Adaptation independent modulation of auditory hair cell mechanotransduction channel open probability implicates a role for the lipid bilayer

Abstract

The auditory system is able to detect movement down to atomic dimensions. This sensitivity comes in part from mechanisms associated with gating of hair cell mechanoelectric transduction (MET) channels. MET channels, located at the tops of stereocilia, are poised to detect tension induced by hair bundle deflection. Hair bundle deflection generates a force by pulling on tip-link proteins connecting adjacent stereocilia. The resting open probability (Popen) of MET channels determines the linearity and sensitivity to mechanical stimulation. Classically, Popen is regulated by a calcium-sensitive adaptation mechanism in which lowering extracellular calcium or depolarization increases Popen. Recent data demonstrated that the fast component of adaptation is independent of both calcium and voltage, thus requiring an alternative explanation for the sensitivity of Popen to calcium and voltage. Using rat auditory hair cells, we characterize a mechanism, separate from fast adaptation, whereby divalent ions interacting with the local lipid environment modulate resting Popen. The specificity of this effect for different divalent ions suggests binding sites that are not an EF-hand or calmodulin model. GsMTx4, a lipid-mediated modifier of cationic stretch-activated channels, eliminated the voltage and divalent sensitivity with minimal effects on adaptation. We hypothesize that the dual mechanisms (lipid modulation and adaptation) extend the dynamic range of the system while maintaining adaptation kinetics at their maximal rates.

## Information supplied
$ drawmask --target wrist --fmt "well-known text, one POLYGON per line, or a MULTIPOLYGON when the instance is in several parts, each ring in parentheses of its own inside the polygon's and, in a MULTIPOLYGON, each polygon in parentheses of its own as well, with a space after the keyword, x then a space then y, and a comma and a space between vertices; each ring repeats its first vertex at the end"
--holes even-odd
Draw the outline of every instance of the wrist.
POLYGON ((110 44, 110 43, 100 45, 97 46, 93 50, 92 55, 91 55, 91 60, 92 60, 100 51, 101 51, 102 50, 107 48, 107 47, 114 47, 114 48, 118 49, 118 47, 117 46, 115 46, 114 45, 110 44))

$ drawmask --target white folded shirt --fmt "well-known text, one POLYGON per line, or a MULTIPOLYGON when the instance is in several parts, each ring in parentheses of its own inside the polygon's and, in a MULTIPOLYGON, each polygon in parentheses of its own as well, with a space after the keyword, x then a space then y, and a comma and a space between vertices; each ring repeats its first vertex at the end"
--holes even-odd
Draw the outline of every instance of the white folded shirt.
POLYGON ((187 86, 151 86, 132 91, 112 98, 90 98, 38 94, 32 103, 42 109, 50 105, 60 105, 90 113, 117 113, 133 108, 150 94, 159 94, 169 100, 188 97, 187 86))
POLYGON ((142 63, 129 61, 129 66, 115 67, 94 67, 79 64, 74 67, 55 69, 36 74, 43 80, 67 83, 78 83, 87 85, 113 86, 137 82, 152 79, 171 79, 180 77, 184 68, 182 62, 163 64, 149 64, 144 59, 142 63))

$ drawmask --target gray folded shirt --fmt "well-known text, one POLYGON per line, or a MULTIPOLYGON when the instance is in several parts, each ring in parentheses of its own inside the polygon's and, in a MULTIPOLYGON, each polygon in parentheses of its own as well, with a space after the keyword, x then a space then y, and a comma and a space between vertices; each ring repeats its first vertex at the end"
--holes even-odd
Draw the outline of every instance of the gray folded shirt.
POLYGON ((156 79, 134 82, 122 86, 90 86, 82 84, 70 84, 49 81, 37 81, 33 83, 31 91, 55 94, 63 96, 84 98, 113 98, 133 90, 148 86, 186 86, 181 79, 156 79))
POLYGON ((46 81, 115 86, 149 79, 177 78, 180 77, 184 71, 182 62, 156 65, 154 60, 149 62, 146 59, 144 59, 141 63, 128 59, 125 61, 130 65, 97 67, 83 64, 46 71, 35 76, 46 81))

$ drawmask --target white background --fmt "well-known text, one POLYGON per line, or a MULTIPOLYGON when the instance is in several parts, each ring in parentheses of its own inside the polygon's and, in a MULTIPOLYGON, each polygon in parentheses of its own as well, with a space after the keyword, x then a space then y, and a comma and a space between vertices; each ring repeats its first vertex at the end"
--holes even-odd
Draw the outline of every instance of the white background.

## List of tasks
1. Using the abstract on hair cell mechanotransduction, answer each question:
(a) Where are MET channels located?
(b) What kind of cells did the researchers use?
(c) How is GsMTx4 described?
2. List every effect of GsMTx4 that the abstract on hair cell mechanotransduction reports.
The entries stand apart from the abstract as separate material.

## Answers for this exercise
1.
(a) At the tops of stereocilia.
(b) Rat auditory hair cells.
(c) As a lipid-mediated modifier of cationic stretch-activated channels.

2.
- It eliminated the voltage sensitivity.
- It eliminated the divalent sensitivity.
- It had minimal effects on adaptation.